WRITTEN PROBLEM 1 »
Copy the no-till farming passage below from "Kinsella says he’s" through "in recent years.", swapping "uncertain" for "unsure".
WRITTEN PROBLEM 2 »
Extend the no-till farming passage below with new text that picks up after its last sentence.

--- DOCUMENT SECTION ---

Beck says he believes no-till revolves around farmers taking responsibility for their land and their actions. “Someone has to be the adult here,” he says.

Kinsella says he’s a bit uncertain about what the future of no-till holds. He admits he’s been disappointed with growers’ adoption of it in recent years.

“With the current higher prices for most crops, it would seem this would be an ideal time to commit to take better care of the soil for the future,” he says. “However, it appears that an attempt to gain a short-term profit is a higher priority for some than long-term profitability and sustainability,” Kinsella says.

“We’re at a crossroads,” he says. “The wet springs of the past two years have resulted in a lot of tillage to speed up soil drying. If you fly over many of these fields and look at the crops, you can see the adverse effects of tilling wet ground in spring. The attempt to gain more profits with tillage may have backfired.”

Kinsella says he also hopes to see more emphasis on soil conservation, as well as water and air quality in the upcoming farm bill.

--- DATA ENTRIES ---

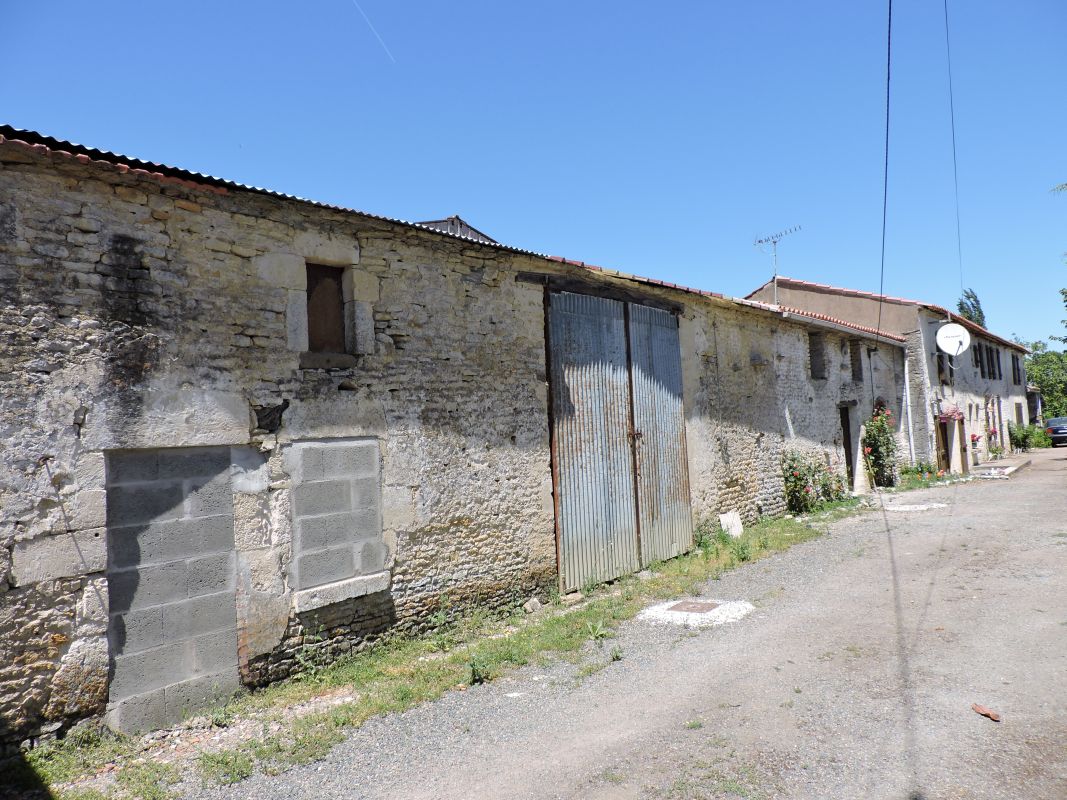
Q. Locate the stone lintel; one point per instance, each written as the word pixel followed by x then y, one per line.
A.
pixel 341 590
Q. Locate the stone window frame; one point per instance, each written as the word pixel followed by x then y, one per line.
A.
pixel 286 268
pixel 359 316
pixel 856 360
pixel 816 355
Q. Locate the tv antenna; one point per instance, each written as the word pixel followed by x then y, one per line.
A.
pixel 773 241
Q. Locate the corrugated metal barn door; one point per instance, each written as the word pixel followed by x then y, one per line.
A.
pixel 663 483
pixel 593 461
pixel 622 497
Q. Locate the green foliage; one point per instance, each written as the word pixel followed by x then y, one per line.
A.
pixel 225 767
pixel 1048 370
pixel 742 549
pixel 809 483
pixel 148 781
pixel 879 448
pixel 970 307
pixel 481 669
pixel 399 673
pixel 1028 437
pixel 81 751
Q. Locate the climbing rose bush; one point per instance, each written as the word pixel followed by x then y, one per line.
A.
pixel 810 483
pixel 879 449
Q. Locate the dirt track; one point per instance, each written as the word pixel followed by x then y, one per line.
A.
pixel 853 678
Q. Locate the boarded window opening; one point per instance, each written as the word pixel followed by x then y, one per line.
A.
pixel 856 353
pixel 325 309
pixel 816 355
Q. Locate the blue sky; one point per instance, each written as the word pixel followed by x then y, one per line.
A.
pixel 656 139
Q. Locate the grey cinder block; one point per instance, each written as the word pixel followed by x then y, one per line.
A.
pixel 331 530
pixel 366 493
pixel 138 715
pixel 324 566
pixel 193 462
pixel 133 632
pixel 210 496
pixel 357 460
pixel 371 557
pixel 211 533
pixel 136 465
pixel 210 574
pixel 197 616
pixel 311 464
pixel 137 673
pixel 138 504
pixel 132 589
pixel 323 497
pixel 216 651
pixel 186 697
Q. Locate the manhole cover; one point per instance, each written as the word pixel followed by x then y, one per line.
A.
pixel 696 613
pixel 694 607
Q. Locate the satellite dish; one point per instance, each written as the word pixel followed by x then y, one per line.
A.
pixel 953 338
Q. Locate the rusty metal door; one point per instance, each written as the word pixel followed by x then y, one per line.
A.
pixel 592 458
pixel 619 465
pixel 665 521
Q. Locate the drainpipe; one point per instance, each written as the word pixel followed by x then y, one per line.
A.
pixel 907 411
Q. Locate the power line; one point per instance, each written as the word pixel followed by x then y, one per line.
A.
pixel 885 174
pixel 955 174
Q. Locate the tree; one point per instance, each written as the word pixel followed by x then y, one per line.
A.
pixel 1047 369
pixel 970 307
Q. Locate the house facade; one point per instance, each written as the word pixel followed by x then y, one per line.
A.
pixel 961 405
pixel 239 425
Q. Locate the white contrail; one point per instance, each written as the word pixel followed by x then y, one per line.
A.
pixel 373 30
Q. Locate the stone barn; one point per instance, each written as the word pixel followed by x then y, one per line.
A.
pixel 238 422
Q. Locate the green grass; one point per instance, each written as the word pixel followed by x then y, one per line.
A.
pixel 400 673
pixel 148 780
pixel 909 481
pixel 81 752
pixel 225 767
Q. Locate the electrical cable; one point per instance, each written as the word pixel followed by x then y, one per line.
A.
pixel 952 118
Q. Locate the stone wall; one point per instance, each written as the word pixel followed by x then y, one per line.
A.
pixel 985 402
pixel 142 315
pixel 750 399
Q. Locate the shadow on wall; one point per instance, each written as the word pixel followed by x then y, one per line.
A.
pixel 172 626
pixel 18 779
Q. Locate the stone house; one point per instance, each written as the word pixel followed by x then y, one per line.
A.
pixel 960 405
pixel 238 425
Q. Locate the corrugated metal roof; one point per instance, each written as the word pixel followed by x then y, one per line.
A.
pixel 459 226
pixel 106 159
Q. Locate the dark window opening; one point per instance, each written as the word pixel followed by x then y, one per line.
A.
pixel 856 353
pixel 942 369
pixel 816 355
pixel 325 309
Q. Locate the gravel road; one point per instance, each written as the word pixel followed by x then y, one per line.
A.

---

EXERCISE RESPONSE 1 »
Kinsella says he’s a bit unsure about what the future of no-till holds. He admits he’s been disappointed with growers’ adoption of it in recent years.

EXERCISE RESPONSE 2 »
“With the threat of greater broad-based agricultural regulations, the advantages of no-till in nutrient cycling, water-use efficiency, water quality and dust control should be considered,” he says.

He also believes that with the trend of more farmers, rather than investors, purchasing land, no-till may seem appealing.

“If a farmer buys the ground, he’s going to be much more likely to take care of it – especially if he’s paying $10,000/acre,” he says.

Although the benefits of no-till have remained constant through the decades, Kinsella says the advances regarding the practice are still exciting. By keeping an eye on technology, regulations and trends such as cover crops, those involved in the practice can stay on the cutting edge.